> _PROBLEM DESCRIPTION_
Write out the material below exactly, beginning at the line that contains "In this exercise you will locate the twig on" and ending with its last line, both ends included; write nothing else.

Object position labeling entries:
>> begin

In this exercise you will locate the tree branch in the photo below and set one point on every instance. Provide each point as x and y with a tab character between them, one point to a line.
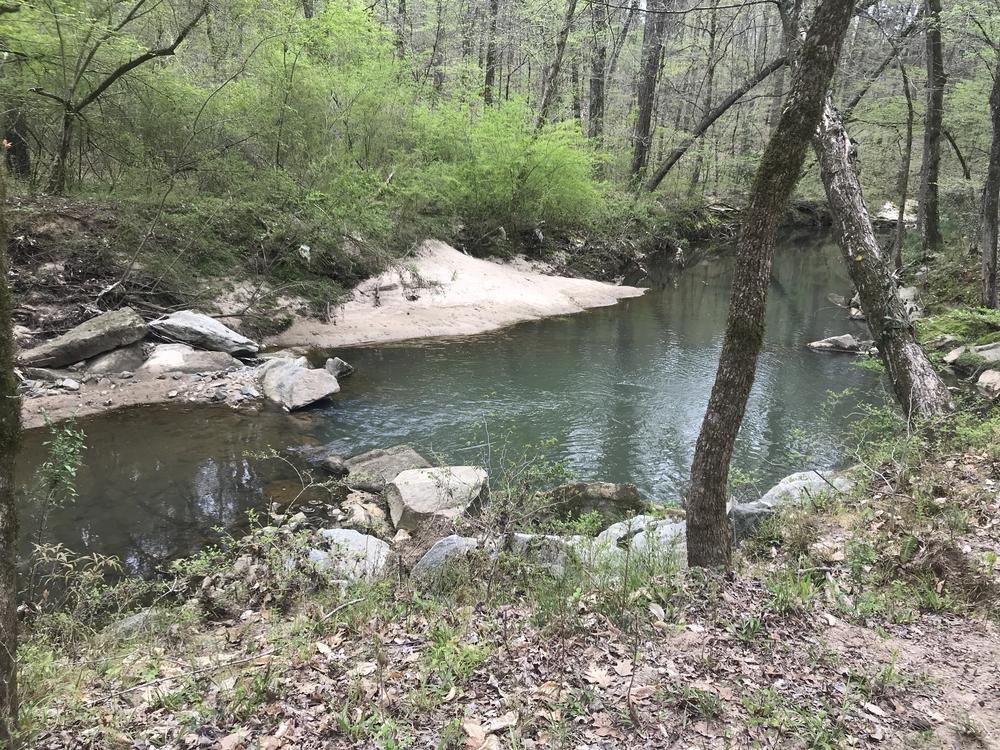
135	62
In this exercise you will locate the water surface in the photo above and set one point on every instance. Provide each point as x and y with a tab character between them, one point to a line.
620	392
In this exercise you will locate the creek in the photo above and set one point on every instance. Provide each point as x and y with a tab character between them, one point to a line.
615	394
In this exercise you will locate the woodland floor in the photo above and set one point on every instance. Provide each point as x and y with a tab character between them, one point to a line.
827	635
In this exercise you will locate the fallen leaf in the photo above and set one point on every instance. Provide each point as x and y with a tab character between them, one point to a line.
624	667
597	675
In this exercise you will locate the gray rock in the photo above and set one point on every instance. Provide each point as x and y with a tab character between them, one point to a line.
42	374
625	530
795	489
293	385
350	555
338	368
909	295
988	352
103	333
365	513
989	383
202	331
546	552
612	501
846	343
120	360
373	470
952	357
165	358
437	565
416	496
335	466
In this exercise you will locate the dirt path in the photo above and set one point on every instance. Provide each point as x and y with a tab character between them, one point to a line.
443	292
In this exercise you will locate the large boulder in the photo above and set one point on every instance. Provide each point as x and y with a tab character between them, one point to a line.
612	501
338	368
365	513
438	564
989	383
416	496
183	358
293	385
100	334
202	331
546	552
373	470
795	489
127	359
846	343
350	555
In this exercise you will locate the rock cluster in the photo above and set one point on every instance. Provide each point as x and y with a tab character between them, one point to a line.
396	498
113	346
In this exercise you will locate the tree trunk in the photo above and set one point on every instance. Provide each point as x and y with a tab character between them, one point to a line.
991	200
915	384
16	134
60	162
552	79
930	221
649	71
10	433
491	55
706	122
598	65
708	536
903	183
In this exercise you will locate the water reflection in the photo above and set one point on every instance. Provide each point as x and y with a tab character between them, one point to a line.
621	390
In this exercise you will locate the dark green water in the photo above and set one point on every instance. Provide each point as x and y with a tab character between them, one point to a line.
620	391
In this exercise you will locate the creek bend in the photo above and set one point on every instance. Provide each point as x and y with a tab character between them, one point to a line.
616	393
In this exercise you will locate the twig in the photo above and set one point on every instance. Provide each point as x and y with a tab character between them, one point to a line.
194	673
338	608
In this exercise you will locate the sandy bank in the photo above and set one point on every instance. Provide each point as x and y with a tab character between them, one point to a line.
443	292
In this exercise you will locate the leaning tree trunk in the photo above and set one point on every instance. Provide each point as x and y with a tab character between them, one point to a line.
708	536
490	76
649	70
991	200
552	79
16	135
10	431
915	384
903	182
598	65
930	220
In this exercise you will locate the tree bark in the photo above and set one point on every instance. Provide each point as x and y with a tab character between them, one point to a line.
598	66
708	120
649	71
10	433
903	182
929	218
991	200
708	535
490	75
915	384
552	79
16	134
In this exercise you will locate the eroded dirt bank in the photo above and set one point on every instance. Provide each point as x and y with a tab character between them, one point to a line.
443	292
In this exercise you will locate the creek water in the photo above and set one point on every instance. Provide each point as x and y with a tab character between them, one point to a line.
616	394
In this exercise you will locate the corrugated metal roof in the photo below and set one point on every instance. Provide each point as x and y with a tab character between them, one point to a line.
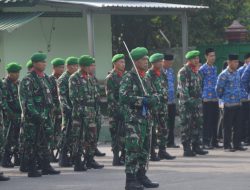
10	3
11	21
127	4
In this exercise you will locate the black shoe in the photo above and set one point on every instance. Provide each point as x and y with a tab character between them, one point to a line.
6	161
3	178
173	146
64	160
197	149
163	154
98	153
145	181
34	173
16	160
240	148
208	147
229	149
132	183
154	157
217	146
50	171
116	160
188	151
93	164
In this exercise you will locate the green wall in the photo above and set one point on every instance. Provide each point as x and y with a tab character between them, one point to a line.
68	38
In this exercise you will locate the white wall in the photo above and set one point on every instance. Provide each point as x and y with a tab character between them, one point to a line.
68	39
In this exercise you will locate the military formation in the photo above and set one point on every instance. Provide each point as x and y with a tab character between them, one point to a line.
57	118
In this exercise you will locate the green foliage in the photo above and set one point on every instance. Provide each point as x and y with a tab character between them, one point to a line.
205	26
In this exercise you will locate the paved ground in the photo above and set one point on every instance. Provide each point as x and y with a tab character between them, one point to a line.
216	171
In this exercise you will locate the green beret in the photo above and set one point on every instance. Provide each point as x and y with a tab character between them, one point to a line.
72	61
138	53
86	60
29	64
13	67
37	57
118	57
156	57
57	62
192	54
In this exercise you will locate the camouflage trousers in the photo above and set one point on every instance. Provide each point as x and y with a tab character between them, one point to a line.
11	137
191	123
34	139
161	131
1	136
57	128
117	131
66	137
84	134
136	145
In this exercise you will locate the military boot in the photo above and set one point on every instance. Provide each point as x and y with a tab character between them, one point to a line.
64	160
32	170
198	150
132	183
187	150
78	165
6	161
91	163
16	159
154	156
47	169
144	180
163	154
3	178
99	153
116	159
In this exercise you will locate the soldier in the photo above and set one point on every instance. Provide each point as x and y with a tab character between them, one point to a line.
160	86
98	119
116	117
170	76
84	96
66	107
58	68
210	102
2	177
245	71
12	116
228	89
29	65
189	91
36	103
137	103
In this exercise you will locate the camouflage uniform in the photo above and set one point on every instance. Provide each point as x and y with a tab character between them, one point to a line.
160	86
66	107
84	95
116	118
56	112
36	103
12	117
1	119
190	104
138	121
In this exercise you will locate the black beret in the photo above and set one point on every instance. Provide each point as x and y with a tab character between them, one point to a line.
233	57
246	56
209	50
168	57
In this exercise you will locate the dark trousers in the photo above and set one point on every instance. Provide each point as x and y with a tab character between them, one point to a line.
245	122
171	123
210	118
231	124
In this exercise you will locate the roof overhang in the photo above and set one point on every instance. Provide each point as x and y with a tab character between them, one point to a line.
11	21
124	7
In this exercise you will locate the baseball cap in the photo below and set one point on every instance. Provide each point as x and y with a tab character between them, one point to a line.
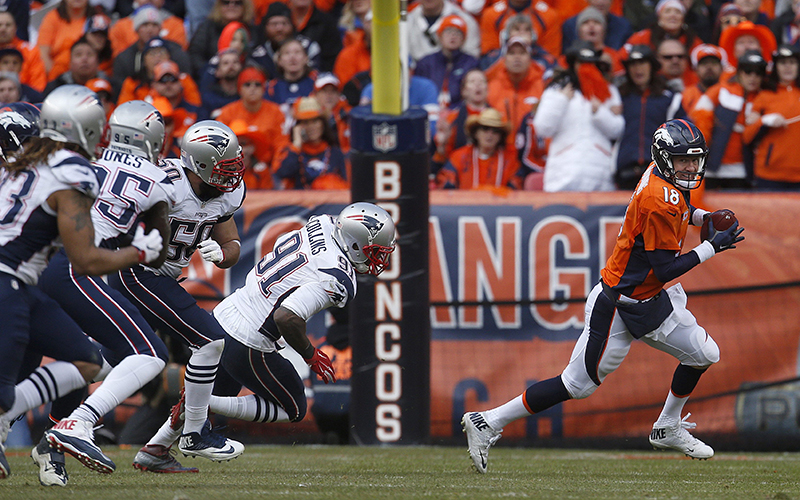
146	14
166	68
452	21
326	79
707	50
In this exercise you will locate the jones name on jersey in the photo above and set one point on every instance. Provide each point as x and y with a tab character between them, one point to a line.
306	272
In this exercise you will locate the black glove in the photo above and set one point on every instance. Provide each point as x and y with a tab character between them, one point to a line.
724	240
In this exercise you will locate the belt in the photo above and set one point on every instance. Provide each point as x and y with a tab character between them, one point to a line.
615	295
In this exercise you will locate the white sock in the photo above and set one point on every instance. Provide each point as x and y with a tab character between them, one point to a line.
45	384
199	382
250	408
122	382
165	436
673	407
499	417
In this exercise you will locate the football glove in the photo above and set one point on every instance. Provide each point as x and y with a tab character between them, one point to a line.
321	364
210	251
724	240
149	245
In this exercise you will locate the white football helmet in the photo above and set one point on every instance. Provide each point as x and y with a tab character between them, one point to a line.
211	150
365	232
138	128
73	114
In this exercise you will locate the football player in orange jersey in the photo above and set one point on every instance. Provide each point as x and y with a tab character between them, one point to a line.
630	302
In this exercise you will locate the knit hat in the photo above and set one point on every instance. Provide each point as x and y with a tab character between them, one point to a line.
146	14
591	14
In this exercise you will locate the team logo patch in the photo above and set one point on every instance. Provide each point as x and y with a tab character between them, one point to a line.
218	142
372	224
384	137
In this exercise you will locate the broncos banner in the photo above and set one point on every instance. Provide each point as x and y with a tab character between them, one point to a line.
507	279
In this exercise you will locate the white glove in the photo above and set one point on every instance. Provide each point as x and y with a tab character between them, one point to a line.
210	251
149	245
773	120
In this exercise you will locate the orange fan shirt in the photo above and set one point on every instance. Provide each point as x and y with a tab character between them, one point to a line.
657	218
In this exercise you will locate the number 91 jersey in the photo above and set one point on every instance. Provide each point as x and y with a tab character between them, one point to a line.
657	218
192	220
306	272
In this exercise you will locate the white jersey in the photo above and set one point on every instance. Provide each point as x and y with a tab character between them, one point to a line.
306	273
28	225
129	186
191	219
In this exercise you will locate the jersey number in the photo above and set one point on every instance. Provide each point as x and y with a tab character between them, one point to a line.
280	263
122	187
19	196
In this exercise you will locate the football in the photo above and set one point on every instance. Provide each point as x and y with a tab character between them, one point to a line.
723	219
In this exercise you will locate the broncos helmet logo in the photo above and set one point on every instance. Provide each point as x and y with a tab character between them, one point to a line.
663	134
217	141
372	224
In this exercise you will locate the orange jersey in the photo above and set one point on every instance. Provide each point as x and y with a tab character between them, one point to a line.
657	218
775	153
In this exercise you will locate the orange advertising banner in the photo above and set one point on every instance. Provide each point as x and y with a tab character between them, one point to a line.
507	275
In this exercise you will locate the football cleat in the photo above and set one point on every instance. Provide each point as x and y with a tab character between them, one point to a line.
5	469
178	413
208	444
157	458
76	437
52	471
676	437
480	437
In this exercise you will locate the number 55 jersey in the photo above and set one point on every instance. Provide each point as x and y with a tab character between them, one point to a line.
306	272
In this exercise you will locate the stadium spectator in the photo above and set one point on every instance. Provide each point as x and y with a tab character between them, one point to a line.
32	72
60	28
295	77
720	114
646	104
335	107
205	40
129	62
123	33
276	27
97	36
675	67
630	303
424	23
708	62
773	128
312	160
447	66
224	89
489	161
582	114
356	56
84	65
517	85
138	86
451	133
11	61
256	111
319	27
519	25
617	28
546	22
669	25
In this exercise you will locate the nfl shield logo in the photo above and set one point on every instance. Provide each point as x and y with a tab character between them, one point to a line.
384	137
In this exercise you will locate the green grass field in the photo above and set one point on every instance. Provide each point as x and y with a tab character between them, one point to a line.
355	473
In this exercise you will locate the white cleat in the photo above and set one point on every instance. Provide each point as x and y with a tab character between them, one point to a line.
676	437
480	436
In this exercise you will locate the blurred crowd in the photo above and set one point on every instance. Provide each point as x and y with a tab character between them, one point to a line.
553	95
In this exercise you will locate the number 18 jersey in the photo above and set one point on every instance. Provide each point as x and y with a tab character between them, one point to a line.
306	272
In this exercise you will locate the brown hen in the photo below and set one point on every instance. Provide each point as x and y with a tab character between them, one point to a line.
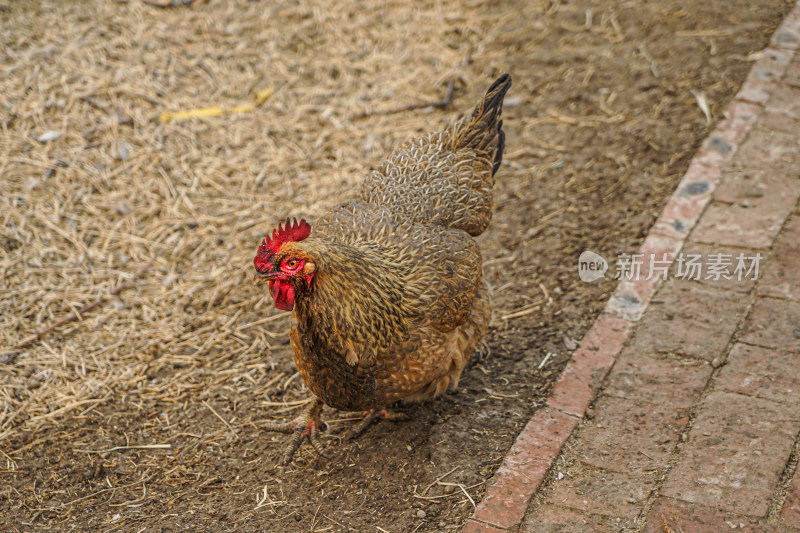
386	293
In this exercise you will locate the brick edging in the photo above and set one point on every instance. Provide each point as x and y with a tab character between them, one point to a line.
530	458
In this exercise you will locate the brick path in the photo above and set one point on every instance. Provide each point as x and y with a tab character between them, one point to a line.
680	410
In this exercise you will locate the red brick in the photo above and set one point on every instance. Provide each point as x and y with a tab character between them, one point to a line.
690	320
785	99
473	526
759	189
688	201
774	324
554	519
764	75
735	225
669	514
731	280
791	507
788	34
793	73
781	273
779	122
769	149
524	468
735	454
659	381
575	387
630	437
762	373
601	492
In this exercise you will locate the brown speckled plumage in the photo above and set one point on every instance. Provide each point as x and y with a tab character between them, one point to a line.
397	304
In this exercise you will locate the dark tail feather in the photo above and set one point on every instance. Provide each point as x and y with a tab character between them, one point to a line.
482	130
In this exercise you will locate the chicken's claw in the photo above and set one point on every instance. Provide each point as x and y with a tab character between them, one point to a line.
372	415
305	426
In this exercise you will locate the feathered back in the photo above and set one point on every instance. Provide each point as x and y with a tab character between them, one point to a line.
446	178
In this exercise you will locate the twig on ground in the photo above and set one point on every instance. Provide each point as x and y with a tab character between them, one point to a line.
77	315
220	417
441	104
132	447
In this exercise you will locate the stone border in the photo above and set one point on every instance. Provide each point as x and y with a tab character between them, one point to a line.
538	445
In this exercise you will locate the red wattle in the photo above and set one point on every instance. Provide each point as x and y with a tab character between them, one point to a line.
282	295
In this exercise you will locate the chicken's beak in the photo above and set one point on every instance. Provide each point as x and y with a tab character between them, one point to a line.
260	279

>> end

> _SOLUTION TO THE EXERCISE_
In this exercise you will locate the twig on ground in the photo above and set one point on every instance. Provide each point as x and y with a tab character between them, one point to a line.
77	315
220	417
441	104
132	447
In this exercise you will locate the stone border in the photo above and set one point on every instance. Provide each point as x and y with a tab character between them, one point to a line.
538	445
In this exercise you will locate the red wattle in the photo above and set one point on every instance. Provide each point as x and y with a tab character between them, one point to a line.
282	295
In this exercise you will locate the chicken's beak in the photo above and set one point on every instance. Provide each point as x and y with a tab character between them, one point to a line.
260	279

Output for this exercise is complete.